Extracted entries:
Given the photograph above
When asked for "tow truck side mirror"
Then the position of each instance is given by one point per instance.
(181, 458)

...

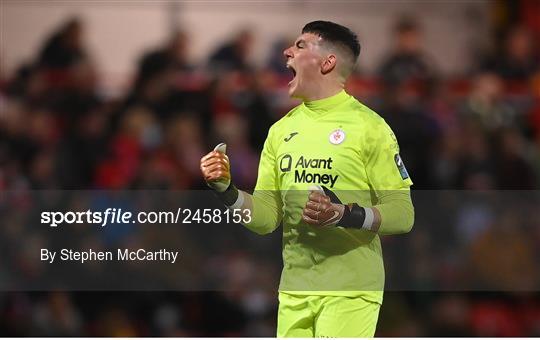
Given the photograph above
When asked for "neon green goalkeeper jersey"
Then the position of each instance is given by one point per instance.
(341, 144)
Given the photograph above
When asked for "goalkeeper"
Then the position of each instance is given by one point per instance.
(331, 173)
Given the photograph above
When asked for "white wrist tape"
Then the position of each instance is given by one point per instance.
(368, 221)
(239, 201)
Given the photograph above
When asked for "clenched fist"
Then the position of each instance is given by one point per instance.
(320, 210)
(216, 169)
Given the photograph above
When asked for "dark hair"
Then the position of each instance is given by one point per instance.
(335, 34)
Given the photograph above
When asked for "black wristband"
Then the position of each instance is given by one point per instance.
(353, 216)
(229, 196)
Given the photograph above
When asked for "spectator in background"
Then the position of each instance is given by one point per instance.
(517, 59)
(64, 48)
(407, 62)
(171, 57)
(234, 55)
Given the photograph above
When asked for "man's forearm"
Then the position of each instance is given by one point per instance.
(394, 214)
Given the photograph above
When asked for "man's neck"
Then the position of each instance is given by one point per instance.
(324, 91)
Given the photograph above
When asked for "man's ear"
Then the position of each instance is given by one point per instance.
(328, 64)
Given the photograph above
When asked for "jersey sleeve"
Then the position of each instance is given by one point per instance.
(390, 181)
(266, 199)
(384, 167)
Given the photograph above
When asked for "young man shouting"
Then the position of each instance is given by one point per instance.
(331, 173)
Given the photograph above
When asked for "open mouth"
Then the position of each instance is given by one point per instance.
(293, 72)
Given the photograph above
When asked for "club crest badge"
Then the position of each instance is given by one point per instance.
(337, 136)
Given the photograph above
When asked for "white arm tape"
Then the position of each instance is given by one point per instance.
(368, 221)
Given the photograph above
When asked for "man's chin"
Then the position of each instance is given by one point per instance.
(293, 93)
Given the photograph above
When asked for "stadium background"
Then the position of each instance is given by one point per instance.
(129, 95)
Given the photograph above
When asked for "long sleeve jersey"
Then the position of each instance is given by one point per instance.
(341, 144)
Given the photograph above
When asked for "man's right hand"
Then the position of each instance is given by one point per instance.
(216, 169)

---

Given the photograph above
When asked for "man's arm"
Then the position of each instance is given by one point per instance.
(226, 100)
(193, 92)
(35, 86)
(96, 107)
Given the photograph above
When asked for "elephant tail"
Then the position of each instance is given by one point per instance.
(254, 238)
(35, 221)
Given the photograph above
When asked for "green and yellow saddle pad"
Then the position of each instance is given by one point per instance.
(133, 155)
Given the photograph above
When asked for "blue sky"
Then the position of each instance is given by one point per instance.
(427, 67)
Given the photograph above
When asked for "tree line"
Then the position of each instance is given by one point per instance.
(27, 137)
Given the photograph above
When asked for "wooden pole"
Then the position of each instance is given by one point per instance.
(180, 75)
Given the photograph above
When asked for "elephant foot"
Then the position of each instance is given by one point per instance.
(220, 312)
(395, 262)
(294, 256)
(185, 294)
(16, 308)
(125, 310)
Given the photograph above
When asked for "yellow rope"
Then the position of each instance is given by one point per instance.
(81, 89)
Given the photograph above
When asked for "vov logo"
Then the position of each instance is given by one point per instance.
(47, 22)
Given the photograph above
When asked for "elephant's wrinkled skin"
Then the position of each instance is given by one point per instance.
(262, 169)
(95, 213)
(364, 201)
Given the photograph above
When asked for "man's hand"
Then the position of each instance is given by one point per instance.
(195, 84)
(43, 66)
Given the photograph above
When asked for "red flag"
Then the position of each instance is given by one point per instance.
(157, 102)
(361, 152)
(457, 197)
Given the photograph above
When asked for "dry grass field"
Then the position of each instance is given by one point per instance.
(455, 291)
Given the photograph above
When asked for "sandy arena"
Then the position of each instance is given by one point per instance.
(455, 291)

Problem to solve:
Find every line in the rows above that contains the word "green" and copy each one out in full. Case counts, so match the letters exactly.

Final result:
When asked for "neon green goalkeeper jersey"
When asked for "green and yellow saddle pad"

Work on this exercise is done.